### About this task
In full and unchanged, output the entries that follow.

Stored data entries:
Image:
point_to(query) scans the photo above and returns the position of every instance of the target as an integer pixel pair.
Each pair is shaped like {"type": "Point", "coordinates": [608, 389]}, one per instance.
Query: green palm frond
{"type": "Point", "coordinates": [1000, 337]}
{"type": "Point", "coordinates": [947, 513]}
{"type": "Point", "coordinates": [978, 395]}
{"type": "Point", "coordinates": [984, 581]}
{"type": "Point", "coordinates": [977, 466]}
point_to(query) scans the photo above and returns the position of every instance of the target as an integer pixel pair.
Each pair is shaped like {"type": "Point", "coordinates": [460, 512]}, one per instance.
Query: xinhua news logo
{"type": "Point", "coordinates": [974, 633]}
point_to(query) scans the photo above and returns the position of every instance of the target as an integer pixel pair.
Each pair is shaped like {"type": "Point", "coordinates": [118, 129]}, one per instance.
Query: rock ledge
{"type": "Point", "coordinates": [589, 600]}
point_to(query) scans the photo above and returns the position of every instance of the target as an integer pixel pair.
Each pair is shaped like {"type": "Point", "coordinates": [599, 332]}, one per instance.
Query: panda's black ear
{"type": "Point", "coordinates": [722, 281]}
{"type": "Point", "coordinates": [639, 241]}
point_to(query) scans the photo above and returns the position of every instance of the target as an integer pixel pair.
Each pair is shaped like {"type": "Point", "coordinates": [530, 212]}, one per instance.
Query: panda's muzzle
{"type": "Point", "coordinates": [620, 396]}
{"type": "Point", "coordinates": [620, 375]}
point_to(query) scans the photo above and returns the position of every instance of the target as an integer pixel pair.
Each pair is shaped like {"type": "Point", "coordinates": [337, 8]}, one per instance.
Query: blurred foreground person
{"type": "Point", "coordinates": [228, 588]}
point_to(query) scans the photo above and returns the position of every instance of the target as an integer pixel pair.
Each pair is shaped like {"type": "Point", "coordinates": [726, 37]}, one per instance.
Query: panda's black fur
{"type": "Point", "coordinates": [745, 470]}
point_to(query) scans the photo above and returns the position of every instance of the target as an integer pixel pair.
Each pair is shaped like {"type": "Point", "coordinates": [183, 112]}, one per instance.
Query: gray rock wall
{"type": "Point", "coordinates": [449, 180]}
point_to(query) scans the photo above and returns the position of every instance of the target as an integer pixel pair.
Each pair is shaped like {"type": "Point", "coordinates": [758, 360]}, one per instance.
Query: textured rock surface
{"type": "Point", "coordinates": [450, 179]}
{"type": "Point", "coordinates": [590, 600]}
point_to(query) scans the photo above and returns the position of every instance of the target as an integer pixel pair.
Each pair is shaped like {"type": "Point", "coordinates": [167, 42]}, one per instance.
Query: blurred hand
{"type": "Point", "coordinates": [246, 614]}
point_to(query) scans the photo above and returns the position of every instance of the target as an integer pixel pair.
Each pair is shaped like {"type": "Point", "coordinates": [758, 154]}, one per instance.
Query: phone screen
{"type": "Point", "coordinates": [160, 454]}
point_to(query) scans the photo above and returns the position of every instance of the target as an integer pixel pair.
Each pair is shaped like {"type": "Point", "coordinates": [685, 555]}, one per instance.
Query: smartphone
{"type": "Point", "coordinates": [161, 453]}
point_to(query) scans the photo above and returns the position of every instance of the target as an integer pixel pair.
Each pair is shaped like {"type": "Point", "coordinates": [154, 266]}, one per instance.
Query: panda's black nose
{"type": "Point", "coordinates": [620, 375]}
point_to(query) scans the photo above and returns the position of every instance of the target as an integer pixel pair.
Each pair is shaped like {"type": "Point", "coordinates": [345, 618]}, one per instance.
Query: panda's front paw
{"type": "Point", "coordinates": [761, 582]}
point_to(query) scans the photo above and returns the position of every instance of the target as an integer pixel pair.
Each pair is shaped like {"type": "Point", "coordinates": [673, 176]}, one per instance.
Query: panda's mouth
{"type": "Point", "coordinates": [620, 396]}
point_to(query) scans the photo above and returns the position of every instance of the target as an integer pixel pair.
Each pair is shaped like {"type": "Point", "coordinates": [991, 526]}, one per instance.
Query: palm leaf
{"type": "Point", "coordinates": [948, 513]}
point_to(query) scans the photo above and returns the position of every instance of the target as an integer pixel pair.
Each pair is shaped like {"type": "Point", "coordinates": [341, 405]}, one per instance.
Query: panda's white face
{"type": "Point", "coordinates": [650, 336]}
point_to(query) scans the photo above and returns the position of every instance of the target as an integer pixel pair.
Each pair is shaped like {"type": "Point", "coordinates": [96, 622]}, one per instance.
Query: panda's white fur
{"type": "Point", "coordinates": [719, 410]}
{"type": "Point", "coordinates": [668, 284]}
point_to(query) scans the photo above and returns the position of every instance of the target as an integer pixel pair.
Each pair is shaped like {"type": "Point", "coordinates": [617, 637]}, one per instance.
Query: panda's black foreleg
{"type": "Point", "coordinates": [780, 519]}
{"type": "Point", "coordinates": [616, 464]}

### Response
Image:
point_to(query) scans the photo above and returns the position of every instance of the target as an integer pixel pair.
Each pair is shaped like {"type": "Point", "coordinates": [608, 389]}, one per instance.
Query: green palm frond
{"type": "Point", "coordinates": [1000, 337]}
{"type": "Point", "coordinates": [947, 513]}
{"type": "Point", "coordinates": [978, 395]}
{"type": "Point", "coordinates": [984, 581]}
{"type": "Point", "coordinates": [977, 466]}
point_to(query) scans the photo above and returns the position of every instance of the target as an integer pixel pair.
Each pair is shaped like {"type": "Point", "coordinates": [460, 512]}, one per instance.
Query: xinhua news logo
{"type": "Point", "coordinates": [974, 633]}
point_to(query) scans the photo above and returns the position of every instance of the target as an integer pixel pair.
Each pair is shaped like {"type": "Point", "coordinates": [118, 129]}, one per instance.
Query: rock ledge
{"type": "Point", "coordinates": [589, 600]}
point_to(query) scans the photo above and returns the position of every instance of the target as an integer pixel pair.
Each pair is shaped like {"type": "Point", "coordinates": [599, 332]}, one per instance.
Query: panda's black ear
{"type": "Point", "coordinates": [722, 281]}
{"type": "Point", "coordinates": [639, 241]}
point_to(query) scans the photo above and returns the position of every instance of the target as an integer pixel pair.
Each pair is shaped like {"type": "Point", "coordinates": [530, 212]}, one per instance.
Query: panda's muzzle
{"type": "Point", "coordinates": [620, 396]}
{"type": "Point", "coordinates": [620, 375]}
point_to(query) scans the photo above and returns the position of every instance of the target as an integer pixel pair.
Each pair is shaped like {"type": "Point", "coordinates": [337, 8]}, one per instance.
Query: blurred foreground person
{"type": "Point", "coordinates": [228, 588]}
point_to(query) scans the photo above and returns the position of every instance of the target as an integer pixel pair.
Each pair is shaped like {"type": "Point", "coordinates": [726, 37]}, one per instance.
Query: panda's black fur
{"type": "Point", "coordinates": [745, 470]}
point_to(query) scans the photo above and returns the position of every instance of the target as an integer pixel pair.
Each pair is shaped like {"type": "Point", "coordinates": [183, 112]}, one per instance.
Query: gray rock wall
{"type": "Point", "coordinates": [449, 180]}
point_to(query) scans the photo above and returns the position of every instance of the target as an integer pixel pair.
Each pair is shaped like {"type": "Point", "coordinates": [758, 360]}, one per instance.
Query: textured rock surface
{"type": "Point", "coordinates": [450, 179]}
{"type": "Point", "coordinates": [590, 600]}
point_to(query) scans the photo above and returns the position of every instance of the target as an integer pixel pair.
Each pair is shaped like {"type": "Point", "coordinates": [167, 42]}, one per instance.
Query: blurred hand
{"type": "Point", "coordinates": [246, 614]}
point_to(query) scans the photo above and returns the position of every instance of the target as an integer pixel pair.
Each pair is shaped like {"type": "Point", "coordinates": [758, 154]}, one per instance.
Query: phone screen
{"type": "Point", "coordinates": [160, 454]}
point_to(query) scans the photo above and returns the position of every instance of the target as an integer pixel pair.
Each pair is shaped like {"type": "Point", "coordinates": [685, 555]}, one per instance.
Query: smartphone
{"type": "Point", "coordinates": [161, 453]}
point_to(query) scans the photo above and returns the position of every instance of the target as an integer pixel pair.
Each pair is shaped like {"type": "Point", "coordinates": [154, 266]}, one per instance.
Query: panda's black nose
{"type": "Point", "coordinates": [620, 375]}
point_to(query) scans the photo above and returns the position of every instance of the target as an integer pixel pair.
Each pair is shaped like {"type": "Point", "coordinates": [345, 618]}, one per instance.
Query: panda's front paw
{"type": "Point", "coordinates": [761, 582]}
point_to(query) scans the photo above and returns the position of every instance of the target as an integer pixel pair.
Each pair is shaped like {"type": "Point", "coordinates": [673, 176]}, one per instance.
Query: panda's mouth
{"type": "Point", "coordinates": [620, 396]}
point_to(query) scans the photo above and returns the position of every instance of the target as an integer pixel pair.
Each pair is shaped like {"type": "Point", "coordinates": [991, 526]}, one per instance.
Query: palm leaf
{"type": "Point", "coordinates": [948, 513]}
point_to(query) scans the photo above and returns the position of every instance of the target as an integer pixel pair.
Each pair is shaped like {"type": "Point", "coordinates": [341, 405]}, one per instance.
Query: panda's white face
{"type": "Point", "coordinates": [650, 336]}
point_to(query) scans the photo above and returns the position of every instance of the target as an integer pixel pair.
Each pair is shaped like {"type": "Point", "coordinates": [96, 622]}, one per instance.
Query: panda's white fur
{"type": "Point", "coordinates": [719, 410]}
{"type": "Point", "coordinates": [668, 284]}
point_to(query) scans the photo above and returns the position of every instance of the target as an integer pixel pair.
Each pair is shaped like {"type": "Point", "coordinates": [617, 637]}, one per instance.
Query: panda's black foreleg
{"type": "Point", "coordinates": [780, 519]}
{"type": "Point", "coordinates": [616, 464]}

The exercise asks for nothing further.